## PAGE:
|---|

But on a fundamental level, Kidman said comedies do not come easily to her — not as a genre and not as acting opportunities.

“I don’t get cast in them,” she said. That might be the result of a career spent in dramas, or, “it might be my personality, too.”

Reflecting on her upbringing in Australia, Kidman said, “I was the kid that was not allowed to go on the beach during the middle of the day, because I was so fair and I was going to burn. So I would sit in a room and I wouldn’t watch TV. I’d read.” A youth spent with Dostoyevsky, Flaubert and Tolstoy “doesn’t necessarily make you a comedian,” she said.

If she’s going to take on a role with any comic qualities now, Kidman said, “I need to be pushed and cheerleaded in that area.”

Sorkin was persuasive, Kidman said, and she was buoyed by past experiences landing a funny line in stage plays here and there.

“It’s pretty wow when you say something and a whole theater laughs,” she said. “I can understand getting addicted to that.”

What the film really required, Kidman said, was for her to play Lucille Ball (as depicted in Sorkin’s script) and not Lucy Ricardo.

“Lucy’s a character — that’s not Lucille,” she explained. “Lucille is extraordinary because she was knocked down, got back up and just doggedly kept at things.”

|---|

## EXTRACTED RECORDS:
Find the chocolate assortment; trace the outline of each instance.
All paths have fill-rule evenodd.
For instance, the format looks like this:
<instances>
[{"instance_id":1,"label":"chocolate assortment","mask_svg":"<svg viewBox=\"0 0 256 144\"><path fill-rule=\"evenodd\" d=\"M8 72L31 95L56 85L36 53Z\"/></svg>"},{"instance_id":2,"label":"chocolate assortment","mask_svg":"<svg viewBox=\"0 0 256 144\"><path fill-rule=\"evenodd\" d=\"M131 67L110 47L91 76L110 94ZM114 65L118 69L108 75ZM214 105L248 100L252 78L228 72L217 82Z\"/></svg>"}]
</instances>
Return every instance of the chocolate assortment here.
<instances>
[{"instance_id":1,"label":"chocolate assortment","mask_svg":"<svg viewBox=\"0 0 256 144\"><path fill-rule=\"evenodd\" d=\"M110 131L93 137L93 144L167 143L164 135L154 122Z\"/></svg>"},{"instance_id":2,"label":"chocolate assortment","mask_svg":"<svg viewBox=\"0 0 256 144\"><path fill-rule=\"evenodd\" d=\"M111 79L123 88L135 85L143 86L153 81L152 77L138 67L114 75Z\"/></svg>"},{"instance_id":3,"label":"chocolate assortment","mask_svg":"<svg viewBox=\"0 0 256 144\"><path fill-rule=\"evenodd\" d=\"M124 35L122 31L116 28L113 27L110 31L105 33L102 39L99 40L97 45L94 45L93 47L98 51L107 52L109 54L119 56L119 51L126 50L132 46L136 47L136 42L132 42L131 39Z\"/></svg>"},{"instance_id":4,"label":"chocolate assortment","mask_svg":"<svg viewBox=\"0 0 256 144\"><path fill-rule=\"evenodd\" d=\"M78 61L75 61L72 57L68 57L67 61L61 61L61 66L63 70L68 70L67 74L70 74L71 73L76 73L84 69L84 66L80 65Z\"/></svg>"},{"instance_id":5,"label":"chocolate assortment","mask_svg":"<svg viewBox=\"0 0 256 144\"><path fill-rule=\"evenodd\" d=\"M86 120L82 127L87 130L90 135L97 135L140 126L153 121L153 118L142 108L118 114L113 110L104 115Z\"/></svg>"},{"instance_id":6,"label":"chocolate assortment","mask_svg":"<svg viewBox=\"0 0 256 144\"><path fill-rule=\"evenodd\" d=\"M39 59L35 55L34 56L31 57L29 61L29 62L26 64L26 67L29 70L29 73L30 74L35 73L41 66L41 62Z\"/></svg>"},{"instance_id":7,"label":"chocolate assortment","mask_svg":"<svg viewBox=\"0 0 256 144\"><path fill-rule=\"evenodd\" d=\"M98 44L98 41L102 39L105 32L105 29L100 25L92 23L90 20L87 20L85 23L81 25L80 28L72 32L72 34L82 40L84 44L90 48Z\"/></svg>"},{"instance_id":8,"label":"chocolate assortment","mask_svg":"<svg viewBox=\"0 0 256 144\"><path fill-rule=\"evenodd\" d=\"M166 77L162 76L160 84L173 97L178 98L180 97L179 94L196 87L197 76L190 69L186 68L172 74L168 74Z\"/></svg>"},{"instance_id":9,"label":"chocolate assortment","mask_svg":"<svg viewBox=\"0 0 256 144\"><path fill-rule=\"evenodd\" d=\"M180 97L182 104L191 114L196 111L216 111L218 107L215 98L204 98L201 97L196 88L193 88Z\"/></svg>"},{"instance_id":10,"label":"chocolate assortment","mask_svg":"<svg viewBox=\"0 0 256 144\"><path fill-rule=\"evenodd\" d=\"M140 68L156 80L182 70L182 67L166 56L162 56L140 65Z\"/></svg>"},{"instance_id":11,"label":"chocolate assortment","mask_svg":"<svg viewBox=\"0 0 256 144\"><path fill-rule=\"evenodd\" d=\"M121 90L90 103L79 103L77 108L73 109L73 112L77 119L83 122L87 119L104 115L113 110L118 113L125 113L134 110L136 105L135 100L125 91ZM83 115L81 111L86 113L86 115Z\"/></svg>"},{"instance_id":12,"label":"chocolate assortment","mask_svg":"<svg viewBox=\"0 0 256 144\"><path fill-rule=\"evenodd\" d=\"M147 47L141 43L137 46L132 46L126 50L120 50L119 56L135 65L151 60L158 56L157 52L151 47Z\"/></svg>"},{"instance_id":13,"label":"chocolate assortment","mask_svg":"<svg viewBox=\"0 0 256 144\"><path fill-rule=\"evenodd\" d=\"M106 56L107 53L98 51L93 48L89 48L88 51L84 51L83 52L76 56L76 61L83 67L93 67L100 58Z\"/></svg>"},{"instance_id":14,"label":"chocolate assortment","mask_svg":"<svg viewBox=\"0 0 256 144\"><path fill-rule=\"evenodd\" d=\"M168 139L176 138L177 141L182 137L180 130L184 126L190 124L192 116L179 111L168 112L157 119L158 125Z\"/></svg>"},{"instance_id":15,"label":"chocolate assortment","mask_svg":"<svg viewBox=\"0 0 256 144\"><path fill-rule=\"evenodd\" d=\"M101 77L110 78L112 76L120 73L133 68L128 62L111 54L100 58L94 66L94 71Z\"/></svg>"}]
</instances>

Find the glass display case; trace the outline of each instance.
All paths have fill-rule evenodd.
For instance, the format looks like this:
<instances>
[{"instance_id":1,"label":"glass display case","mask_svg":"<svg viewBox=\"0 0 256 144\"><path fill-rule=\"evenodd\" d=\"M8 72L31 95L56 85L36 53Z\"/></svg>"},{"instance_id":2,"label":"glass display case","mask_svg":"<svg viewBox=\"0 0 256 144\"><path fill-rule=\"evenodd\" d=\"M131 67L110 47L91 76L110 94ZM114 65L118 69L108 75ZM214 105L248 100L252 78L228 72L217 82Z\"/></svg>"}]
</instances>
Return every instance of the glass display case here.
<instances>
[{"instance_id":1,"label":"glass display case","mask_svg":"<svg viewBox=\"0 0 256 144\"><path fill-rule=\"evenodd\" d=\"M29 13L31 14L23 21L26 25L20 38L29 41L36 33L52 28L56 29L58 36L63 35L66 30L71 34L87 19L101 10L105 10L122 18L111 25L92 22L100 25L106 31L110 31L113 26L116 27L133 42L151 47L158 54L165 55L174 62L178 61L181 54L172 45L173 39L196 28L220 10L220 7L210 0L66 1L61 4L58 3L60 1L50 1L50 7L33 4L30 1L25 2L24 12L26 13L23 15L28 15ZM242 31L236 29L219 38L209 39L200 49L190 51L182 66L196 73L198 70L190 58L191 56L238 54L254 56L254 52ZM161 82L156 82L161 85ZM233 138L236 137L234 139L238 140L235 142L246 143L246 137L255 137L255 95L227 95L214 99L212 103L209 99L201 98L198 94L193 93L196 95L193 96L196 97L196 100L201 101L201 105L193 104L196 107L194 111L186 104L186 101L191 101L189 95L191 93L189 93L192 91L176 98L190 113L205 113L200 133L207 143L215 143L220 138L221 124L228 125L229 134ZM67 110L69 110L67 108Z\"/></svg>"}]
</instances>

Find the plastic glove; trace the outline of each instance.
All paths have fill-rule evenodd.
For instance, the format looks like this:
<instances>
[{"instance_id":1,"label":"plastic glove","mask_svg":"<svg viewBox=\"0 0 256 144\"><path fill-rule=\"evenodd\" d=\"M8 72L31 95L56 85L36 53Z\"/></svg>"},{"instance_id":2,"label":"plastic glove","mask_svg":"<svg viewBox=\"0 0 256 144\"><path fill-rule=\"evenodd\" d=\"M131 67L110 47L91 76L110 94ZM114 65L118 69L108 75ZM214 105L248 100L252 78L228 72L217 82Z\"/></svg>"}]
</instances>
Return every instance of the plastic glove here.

|---|

## EXERCISE SET:
1. Translate this sentence from the Kidman text into Spanish: "Sorkin was persuasive, Kidman said, and she was buoyed by past experiences landing a funny line in stage plays here and there."
2. According to the Kidman text, what was she not allowed to do as a child during the middle of the day?
3. Quote the Kidman text word for word, starting with "If she’s going" and going on through "here and there.".

## EXPECTED RESULTS:
1. Sorkin fue convincente, dijo Kidman, y la animaron sus experiencias pasadas de acertar con alguna frase graciosa en obras de teatro aquí y allá.

2. She was not allowed to go on the beach.

3.
If she’s going to take on a role with any comic qualities now, Kidman said, “I need to be pushed and cheerleaded in that area.”

Sorkin was persuasive, Kidman said, and she was buoyed by past experiences landing a funny line in stage plays here and there.